* **WORK TO DO**:
- A) List every country or city named in the Chopin étude article.
- B) Reproduce the passage of the Chopin étude article starting at "Unlike études of" and ending at "powerful chordal basis.".

* **SOURCE DOCUMENT**:
▽
Étude Op. 10, No. 12 in C minor, known as the "Revolutionary Étude" or the "Étude on the Bombardment of Warsaw", is a solo piano work by Frédéric Chopin written , and the last in his first set, Etudes, Op. 10, dedicated "à son ami Franz Liszt" ("to his friend Franz Liszt").

History

The 12th Étude appeared around the same time as the November Uprising in 1831. Upon the conclusion of Poland's failed revolution against Russia, he cried, "All this has caused me much pain. Who could have foreseen it?"

Unlike études of prior periods, works designed to emphasize and develop particular aspects of musical technique, the romantic études of composers such as Chopin and Liszt are fully developed musical concert pieces, while still continuing the goal of developing stronger technique.

Technique

In the case of Op. 10, No. 12, the technique required in the opening bars is playing long, loud descending runs, which form a dominant minor ninth chord introductory build-up to the main theme. The length and repetition of these rapid passages are distinctive. The rest of the passage focuses on the left hand fingering scales and arpeggios. The opening theme, in the right hand, is notable for its powerful chordal basis.

The challenge lies with the relentless left hand semiquavers while the RH shapes widely distributed octaves into legato melodic shapes.
△
* **DATA ENTRIES**:
▽
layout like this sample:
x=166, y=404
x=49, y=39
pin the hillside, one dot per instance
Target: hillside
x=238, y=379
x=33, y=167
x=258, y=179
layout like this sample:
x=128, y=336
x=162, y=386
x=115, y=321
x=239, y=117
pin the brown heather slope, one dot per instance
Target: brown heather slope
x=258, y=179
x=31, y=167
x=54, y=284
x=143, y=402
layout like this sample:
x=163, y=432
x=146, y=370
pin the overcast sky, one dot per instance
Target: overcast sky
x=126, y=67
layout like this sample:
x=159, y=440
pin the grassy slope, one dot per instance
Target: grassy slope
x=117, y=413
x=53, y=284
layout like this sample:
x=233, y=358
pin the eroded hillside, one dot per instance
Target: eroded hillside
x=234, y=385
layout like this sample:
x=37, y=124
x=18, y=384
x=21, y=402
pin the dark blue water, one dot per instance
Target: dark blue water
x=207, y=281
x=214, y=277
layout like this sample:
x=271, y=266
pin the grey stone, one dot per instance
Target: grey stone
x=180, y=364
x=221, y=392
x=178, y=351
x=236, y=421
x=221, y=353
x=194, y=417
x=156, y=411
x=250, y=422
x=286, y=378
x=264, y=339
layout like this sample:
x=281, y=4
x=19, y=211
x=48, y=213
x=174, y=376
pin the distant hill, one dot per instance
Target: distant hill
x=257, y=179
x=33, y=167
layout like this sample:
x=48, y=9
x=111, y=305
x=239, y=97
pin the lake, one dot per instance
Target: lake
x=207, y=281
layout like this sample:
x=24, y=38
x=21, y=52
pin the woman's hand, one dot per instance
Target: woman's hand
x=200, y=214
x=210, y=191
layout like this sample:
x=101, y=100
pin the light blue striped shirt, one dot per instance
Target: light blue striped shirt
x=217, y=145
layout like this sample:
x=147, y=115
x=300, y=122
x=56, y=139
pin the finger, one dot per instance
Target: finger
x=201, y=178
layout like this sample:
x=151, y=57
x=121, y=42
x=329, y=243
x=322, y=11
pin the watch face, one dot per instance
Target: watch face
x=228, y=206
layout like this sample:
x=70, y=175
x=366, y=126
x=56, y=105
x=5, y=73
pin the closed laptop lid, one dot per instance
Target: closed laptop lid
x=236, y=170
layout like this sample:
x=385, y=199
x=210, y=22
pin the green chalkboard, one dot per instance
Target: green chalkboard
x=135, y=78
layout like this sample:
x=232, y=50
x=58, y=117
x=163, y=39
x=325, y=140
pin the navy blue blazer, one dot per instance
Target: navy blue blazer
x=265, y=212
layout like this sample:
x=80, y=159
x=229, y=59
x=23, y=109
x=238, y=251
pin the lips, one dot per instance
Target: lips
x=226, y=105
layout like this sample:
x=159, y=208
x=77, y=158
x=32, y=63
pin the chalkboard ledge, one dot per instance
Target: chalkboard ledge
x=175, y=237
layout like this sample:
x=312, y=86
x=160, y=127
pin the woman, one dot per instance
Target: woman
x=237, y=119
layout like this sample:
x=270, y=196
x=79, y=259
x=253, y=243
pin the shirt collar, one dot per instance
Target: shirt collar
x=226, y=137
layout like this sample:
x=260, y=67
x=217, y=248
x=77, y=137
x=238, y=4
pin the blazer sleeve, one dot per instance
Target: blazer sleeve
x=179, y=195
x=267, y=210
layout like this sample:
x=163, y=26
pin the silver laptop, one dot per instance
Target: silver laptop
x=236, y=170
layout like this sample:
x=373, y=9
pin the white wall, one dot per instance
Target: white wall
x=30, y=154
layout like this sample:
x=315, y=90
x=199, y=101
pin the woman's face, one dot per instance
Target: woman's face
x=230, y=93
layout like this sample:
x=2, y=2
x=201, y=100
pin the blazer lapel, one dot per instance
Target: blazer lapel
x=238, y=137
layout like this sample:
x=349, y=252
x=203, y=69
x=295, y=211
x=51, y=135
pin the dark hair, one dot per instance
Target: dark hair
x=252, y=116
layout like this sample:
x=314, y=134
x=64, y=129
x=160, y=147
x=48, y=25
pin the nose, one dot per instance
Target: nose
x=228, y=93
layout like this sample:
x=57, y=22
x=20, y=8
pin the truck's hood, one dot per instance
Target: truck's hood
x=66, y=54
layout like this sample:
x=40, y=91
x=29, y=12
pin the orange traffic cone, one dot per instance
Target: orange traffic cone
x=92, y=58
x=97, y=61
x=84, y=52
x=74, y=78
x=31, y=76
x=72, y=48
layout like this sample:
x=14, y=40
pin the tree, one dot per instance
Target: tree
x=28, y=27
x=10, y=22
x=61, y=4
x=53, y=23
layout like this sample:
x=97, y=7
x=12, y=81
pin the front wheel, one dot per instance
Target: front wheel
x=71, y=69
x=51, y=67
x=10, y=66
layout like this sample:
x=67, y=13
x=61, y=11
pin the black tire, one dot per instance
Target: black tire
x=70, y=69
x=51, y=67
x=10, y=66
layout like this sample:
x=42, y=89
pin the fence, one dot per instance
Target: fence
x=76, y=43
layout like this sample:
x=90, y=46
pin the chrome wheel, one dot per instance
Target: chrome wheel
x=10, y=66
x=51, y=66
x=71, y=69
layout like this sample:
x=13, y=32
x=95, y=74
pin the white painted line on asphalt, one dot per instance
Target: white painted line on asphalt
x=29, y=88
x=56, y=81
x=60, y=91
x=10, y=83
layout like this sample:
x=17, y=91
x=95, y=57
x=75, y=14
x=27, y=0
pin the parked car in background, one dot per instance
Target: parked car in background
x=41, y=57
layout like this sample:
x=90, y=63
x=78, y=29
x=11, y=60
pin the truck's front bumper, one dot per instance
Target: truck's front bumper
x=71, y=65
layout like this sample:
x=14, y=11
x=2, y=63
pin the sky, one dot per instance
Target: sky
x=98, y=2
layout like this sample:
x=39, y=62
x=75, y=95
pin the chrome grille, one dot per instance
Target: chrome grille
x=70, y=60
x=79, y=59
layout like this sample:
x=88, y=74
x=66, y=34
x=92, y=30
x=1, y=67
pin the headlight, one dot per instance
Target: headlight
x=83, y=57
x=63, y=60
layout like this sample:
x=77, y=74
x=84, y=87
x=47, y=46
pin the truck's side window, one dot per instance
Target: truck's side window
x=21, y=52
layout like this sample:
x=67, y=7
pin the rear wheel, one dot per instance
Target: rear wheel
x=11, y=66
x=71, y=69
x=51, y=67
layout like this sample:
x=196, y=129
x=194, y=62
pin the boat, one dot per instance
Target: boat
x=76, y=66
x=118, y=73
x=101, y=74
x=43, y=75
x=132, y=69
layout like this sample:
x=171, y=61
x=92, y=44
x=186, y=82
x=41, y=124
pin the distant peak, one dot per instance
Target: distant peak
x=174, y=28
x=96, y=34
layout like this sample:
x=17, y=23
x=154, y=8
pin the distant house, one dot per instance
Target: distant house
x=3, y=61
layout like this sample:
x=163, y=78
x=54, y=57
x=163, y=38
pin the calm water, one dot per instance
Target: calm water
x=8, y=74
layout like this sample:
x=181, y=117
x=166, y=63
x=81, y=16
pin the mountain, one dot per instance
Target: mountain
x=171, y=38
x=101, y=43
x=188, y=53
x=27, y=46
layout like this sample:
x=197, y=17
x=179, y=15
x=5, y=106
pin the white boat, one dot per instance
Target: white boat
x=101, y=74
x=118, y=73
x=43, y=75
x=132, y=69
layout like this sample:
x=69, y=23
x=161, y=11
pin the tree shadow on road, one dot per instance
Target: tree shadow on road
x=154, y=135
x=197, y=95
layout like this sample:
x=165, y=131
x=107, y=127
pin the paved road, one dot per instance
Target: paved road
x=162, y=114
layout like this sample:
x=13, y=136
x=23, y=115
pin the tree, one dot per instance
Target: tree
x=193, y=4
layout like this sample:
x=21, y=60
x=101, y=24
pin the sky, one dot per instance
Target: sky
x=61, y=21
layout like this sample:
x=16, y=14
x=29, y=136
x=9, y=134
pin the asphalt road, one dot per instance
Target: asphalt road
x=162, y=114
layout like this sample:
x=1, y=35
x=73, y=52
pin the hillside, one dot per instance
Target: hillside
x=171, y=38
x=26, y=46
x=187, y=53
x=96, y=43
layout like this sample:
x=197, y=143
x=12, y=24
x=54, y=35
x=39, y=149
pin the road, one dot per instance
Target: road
△
* **FULL ANSWERS**:
- A) Warsaw, Poland, Russia

- B)
Unlike études of prior periods, works designed to emphasize and develop particular aspects of musical technique, the romantic études of composers such as Chopin and Liszt are fully developed musical concert pieces, while still continuing the goal of developing stronger technique.

Technique

In the case of Op. 10, No. 12, the technique required in the opening bars is playing long, loud descending runs, which form a dominant minor ninth chord introductory build-up to the main theme. The length and repetition of these rapid passages are distinctive. The rest of the passage focuses on the left hand fingering scales and arpeggios. The opening theme, in the right hand, is notable for its powerful chordal basis.